### Requirements
Write out precisely the lines beginning with the line that contains "of the microphone" and ending with the last line of the entries, and no other lines.

:: Records for the task

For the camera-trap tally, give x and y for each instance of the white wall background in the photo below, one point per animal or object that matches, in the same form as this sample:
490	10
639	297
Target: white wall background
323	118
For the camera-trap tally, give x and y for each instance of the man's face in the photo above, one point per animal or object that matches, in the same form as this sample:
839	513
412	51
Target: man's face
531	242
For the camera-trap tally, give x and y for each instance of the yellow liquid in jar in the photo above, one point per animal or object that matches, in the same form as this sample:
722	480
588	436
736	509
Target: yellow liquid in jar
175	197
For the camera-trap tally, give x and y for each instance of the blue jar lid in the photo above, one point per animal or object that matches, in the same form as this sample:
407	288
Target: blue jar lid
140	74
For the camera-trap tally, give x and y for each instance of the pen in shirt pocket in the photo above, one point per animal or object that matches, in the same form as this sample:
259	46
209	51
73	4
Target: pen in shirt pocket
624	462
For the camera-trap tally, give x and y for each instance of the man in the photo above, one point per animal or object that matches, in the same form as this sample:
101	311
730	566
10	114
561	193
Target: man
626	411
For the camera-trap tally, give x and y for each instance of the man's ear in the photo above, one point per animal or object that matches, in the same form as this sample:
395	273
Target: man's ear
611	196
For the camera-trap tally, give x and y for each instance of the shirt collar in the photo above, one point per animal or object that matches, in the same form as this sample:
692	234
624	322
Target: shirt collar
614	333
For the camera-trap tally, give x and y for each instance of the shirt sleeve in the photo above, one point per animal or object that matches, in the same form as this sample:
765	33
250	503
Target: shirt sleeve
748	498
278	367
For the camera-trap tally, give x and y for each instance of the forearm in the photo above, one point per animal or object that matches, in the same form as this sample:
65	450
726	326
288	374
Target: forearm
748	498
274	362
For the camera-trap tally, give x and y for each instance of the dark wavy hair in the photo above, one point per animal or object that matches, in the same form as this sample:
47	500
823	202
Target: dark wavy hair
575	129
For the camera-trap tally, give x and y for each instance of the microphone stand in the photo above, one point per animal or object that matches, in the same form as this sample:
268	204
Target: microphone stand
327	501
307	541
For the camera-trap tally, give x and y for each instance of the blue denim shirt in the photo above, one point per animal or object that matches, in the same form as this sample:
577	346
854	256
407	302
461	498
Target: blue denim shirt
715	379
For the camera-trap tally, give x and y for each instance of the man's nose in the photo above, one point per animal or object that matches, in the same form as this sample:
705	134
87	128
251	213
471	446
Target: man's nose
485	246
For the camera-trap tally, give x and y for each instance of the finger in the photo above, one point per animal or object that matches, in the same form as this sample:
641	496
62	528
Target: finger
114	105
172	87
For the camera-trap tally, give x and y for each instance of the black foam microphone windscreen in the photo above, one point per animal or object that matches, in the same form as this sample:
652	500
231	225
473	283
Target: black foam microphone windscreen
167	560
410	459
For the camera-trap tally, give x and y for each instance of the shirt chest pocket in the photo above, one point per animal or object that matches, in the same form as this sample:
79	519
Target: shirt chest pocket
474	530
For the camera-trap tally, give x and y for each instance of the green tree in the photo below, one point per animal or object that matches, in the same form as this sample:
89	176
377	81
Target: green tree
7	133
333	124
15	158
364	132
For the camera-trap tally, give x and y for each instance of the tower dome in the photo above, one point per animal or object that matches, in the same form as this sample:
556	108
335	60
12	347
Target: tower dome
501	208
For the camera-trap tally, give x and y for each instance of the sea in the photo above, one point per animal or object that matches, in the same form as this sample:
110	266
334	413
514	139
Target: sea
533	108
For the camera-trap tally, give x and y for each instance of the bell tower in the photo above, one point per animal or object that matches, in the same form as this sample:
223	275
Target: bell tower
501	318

::::

### Written reply
For the camera-trap tally, give x and y for each instance of the microphone stand in the photo above, one point per animal or object that matches, in the same form as this sample:
268	204
Target: microphone stand
327	501
307	541
For the camera-trap tally, give x and y for each instance of the blue denim shirt in the photo above, one point per animal or object that matches, in the same form as this sample:
577	346
854	256
407	302
461	498
Target: blue denim shirt
715	379
For the camera-trap tally, give x and y for each instance of the man's nose in the photo above, one point per animal or object that matches, in the same form as this sample:
705	134
87	128
251	213
471	446
Target: man's nose
485	246
For the camera-trap tally, give x and y for each instance of the finger in the photo above, one point per animal or object that matches, in the same form as this sample:
641	496
62	528
Target: finger
114	105
172	87
For the camera-trap tally, give x and y for each instance of the black foam microphone windscreen in the photo above, one point per animal or object that matches, in the same form as this sample:
652	500
231	225
473	283
Target: black foam microphone windscreen
167	560
410	459
For the camera-trap tally, give x and y for each instance of the shirt chest pocket in the photo above, one point per animal or object that matches, in the same form as this sample:
79	519
Target: shirt chest pocket
474	530
For the camera-trap tally, give x and y for each instance of the green tree in the photo below, one point per animal or object that matches, in the same form as this sample:
89	176
377	81
Target: green tree
7	133
333	124
15	158
364	132
For the camera-trap tally, give x and y for each instance of the tower dome in the photo above, one point per animal or object that matches, in the same form as this sample:
556	108
335	60
12	347
Target: tower dome
501	208
For the camera-trap tally, give x and y for each instance of the sea in the photo above, one point per animal or object that matches, in the same form as this sample:
110	266
334	413
514	139
Target: sea
533	108
For the camera-trap tally, give x and y for each instance of the bell tower in the photo above, one point per animal or object that matches, in the same form as this sample:
223	275
Target: bell tower
501	318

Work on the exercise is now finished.